Please copy out the records starting at the line containing "Mark each instance of the fishing" and ending at the line containing "Target: green water", both lines included, with each answer coordinate shifted up by 98 and the requests and their sample coordinates unchanged. Leave out the pictures.

Material for this exercise:
────────────────

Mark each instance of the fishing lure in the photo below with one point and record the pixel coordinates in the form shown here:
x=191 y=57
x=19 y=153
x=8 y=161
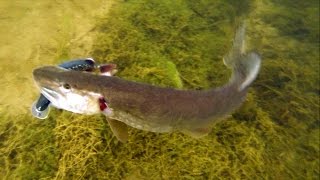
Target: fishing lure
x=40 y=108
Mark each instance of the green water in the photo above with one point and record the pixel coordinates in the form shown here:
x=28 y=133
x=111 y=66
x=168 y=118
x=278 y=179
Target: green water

────────────────

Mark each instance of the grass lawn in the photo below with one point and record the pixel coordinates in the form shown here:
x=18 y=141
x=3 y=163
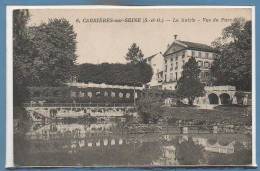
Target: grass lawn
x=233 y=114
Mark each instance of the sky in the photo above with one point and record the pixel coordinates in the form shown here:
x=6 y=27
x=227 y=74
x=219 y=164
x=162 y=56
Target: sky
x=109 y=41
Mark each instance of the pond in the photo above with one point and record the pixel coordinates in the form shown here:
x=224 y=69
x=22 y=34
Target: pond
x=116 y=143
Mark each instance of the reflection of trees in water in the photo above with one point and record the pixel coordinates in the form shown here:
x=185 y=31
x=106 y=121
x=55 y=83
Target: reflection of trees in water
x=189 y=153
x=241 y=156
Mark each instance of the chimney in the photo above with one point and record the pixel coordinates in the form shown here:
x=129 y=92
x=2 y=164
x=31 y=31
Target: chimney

────────────────

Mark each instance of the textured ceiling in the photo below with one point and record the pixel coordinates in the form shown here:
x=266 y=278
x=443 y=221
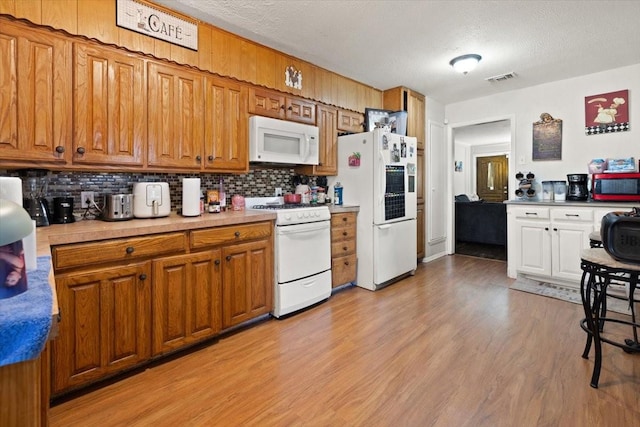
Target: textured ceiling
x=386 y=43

────────────────

The answer:
Mark each instance of the fishing lure in the photo below with one point and record the pixel coordinates in the form shown here:
x=191 y=57
x=19 y=153
x=8 y=161
Target: fishing lure
x=138 y=206
Mark each instance of the green water in the photo above with one point and record the pixel coordinates in the form shown here:
x=28 y=133
x=111 y=66
x=168 y=118
x=278 y=179
Target: green water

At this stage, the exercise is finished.